Exercise inputs:

|---|

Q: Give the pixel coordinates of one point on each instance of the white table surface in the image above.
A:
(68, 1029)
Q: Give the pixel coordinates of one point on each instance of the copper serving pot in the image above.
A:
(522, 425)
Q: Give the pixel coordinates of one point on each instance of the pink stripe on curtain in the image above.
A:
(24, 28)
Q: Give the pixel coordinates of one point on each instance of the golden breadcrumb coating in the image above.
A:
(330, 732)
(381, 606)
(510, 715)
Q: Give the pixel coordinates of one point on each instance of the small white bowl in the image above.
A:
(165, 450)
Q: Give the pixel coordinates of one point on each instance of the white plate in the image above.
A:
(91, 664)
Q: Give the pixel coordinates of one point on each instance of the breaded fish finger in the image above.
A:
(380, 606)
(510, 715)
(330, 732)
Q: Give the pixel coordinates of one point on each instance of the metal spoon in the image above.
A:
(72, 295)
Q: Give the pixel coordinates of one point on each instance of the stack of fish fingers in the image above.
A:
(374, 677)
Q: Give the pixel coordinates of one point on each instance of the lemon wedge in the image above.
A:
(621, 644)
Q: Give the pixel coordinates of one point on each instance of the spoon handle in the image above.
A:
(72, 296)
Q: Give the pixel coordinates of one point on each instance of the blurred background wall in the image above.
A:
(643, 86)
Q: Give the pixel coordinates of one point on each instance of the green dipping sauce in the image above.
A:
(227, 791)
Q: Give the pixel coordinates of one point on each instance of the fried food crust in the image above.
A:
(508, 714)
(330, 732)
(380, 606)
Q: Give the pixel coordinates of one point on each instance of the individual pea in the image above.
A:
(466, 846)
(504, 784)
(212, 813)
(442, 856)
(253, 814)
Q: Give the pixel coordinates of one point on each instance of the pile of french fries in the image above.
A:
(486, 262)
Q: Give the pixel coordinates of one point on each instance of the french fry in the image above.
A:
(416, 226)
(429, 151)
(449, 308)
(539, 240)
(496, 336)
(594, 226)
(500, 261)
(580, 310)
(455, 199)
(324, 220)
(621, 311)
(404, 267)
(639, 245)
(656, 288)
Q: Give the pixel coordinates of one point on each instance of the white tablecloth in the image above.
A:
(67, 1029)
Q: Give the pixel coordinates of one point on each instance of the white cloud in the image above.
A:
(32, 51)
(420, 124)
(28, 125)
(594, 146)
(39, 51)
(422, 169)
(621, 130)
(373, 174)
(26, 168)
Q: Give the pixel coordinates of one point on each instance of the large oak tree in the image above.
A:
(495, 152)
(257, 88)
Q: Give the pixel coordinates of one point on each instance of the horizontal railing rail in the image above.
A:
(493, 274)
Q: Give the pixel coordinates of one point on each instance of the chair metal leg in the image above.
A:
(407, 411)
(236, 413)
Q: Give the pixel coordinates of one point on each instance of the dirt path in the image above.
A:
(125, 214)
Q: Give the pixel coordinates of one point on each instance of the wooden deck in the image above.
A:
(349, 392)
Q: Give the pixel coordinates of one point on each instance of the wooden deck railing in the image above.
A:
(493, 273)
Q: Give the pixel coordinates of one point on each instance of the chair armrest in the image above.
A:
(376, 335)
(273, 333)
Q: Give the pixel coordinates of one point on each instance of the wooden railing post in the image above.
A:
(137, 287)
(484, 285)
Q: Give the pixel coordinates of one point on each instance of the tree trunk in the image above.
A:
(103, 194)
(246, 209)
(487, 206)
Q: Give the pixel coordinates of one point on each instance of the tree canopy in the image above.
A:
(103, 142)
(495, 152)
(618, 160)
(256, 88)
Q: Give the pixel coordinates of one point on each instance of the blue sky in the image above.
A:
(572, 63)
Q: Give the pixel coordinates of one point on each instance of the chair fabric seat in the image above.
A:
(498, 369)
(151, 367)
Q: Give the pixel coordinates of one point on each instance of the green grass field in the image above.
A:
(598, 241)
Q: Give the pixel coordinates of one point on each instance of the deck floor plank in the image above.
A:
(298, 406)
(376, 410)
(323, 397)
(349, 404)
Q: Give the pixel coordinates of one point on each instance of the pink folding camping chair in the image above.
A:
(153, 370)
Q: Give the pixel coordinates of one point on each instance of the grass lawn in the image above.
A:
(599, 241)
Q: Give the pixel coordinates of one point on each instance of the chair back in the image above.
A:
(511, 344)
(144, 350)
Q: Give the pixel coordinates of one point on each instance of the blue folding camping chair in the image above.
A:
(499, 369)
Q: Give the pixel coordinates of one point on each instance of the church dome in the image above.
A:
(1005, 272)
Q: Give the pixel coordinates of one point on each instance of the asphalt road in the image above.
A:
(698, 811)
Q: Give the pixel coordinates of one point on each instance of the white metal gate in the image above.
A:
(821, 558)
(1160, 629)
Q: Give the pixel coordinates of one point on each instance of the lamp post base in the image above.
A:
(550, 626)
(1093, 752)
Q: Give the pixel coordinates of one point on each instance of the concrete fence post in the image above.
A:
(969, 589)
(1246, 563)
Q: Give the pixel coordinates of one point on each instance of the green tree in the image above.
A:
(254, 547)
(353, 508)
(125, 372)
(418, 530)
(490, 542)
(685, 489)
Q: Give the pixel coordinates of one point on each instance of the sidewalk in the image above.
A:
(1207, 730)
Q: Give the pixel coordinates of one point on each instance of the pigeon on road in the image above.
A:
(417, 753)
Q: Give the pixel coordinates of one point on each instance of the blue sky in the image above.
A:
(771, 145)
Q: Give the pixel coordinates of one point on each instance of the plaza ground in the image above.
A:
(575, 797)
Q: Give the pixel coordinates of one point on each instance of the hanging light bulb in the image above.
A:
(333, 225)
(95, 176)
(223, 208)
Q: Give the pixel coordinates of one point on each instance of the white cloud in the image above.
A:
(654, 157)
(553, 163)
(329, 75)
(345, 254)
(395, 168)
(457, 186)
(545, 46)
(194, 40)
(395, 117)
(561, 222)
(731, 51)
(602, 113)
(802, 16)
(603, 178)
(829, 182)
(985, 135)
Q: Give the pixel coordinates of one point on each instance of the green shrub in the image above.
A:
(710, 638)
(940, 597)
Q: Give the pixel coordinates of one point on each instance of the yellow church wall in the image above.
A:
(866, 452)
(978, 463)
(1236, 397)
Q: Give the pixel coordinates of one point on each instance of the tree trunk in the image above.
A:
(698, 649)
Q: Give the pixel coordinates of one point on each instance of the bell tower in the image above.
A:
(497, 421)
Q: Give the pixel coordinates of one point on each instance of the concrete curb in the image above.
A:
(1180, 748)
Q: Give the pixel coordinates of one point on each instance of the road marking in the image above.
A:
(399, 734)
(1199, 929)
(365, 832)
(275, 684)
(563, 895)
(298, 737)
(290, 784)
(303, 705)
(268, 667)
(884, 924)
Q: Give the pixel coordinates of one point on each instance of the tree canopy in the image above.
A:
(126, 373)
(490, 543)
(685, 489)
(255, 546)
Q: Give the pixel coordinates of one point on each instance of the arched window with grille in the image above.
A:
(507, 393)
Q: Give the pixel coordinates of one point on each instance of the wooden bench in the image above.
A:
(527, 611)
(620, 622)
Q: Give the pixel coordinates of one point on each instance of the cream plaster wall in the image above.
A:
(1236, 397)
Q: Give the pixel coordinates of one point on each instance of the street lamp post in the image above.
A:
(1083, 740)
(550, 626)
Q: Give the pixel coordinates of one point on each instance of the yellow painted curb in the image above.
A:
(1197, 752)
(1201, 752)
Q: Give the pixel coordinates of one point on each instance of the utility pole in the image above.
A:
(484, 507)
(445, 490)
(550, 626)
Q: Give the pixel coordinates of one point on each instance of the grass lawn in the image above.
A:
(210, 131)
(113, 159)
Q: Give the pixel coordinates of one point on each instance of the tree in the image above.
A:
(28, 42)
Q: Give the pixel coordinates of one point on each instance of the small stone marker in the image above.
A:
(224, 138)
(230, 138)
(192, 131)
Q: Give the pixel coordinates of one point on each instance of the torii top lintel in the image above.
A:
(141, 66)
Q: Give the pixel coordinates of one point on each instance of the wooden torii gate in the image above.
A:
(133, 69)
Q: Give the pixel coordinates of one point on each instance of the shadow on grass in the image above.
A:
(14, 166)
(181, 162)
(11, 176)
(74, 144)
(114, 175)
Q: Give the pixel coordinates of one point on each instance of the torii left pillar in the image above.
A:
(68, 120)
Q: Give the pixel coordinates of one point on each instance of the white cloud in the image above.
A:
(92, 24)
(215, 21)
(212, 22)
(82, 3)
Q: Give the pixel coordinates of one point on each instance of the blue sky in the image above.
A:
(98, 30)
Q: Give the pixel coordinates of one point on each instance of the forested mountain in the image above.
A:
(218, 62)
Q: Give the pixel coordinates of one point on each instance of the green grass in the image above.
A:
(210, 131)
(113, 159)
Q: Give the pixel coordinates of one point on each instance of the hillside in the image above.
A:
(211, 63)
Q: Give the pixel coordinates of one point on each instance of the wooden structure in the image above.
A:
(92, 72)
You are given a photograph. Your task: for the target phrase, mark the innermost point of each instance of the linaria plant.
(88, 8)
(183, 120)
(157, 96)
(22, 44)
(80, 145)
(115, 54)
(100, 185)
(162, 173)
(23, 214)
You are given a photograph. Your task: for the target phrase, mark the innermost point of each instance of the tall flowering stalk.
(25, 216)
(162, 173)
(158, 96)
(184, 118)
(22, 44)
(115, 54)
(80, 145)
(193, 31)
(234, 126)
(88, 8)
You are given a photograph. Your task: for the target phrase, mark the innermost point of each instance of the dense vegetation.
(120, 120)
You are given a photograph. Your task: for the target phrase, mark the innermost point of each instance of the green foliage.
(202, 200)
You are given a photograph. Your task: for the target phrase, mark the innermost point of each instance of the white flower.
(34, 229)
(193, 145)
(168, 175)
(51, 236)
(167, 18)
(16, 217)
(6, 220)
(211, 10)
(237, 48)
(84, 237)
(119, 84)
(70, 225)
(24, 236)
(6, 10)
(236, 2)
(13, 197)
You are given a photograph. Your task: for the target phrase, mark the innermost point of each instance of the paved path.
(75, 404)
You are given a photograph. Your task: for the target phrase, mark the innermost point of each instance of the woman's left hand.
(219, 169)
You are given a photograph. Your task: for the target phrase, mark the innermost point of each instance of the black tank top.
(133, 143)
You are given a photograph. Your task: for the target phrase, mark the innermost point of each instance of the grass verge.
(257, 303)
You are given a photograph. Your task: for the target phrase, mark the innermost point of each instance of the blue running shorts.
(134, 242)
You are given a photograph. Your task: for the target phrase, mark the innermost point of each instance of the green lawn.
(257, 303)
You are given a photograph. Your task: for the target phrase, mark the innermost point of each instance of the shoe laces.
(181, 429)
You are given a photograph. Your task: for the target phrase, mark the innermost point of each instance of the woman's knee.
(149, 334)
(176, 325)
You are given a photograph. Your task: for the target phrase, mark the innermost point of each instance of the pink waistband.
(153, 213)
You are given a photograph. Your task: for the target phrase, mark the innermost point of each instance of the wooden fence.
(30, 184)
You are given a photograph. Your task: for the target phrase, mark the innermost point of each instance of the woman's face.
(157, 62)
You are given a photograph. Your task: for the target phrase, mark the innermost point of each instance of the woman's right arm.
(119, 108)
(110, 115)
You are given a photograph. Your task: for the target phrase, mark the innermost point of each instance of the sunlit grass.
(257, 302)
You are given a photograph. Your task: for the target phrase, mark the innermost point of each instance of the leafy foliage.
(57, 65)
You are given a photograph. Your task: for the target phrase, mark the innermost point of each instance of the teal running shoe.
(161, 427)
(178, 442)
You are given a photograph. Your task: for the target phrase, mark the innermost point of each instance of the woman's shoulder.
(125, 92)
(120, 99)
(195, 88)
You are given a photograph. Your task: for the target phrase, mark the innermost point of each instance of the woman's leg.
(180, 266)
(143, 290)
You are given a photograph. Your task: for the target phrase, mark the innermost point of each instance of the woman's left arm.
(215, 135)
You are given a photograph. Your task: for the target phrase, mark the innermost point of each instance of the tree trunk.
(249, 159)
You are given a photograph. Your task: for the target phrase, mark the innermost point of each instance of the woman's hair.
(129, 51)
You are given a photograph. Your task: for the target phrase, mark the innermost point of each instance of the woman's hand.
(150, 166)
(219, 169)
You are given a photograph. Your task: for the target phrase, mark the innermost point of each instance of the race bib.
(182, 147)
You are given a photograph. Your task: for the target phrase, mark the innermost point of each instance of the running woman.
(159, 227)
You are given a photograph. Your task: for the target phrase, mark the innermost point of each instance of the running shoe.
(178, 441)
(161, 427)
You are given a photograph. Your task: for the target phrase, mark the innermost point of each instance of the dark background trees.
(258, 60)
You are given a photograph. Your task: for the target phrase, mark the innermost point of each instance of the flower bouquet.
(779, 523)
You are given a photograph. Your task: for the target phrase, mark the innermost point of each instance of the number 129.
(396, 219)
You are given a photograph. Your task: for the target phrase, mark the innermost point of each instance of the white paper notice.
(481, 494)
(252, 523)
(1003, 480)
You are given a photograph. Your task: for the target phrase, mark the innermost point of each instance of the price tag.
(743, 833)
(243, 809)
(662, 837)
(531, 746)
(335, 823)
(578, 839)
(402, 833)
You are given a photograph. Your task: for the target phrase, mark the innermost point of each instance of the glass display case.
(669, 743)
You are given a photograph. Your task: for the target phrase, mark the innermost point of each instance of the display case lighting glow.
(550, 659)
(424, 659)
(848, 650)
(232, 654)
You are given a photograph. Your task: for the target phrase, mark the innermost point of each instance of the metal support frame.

|---|

Instructions for the task: Transcribe only the trailing portion of the entries above: the line that contains "the price tag." and each line after it.

The completed task:
You are given a photograph. Your task: for the target phrase, mark the innermost point of each instance of the price tag.
(743, 833)
(243, 809)
(662, 837)
(531, 746)
(335, 823)
(578, 839)
(402, 833)
You are given a photograph. Your task: for the target phrase, mark the innermost point of each instance of the glass display case.
(669, 743)
You are given a photograph. Your task: for the target phrase, mark the innermost point of each instance of the display case lighting glow.
(550, 659)
(424, 659)
(848, 650)
(232, 654)
You are given a photograph. Your task: for the target phrase, mark the innermost point of each instance of the metal support frame.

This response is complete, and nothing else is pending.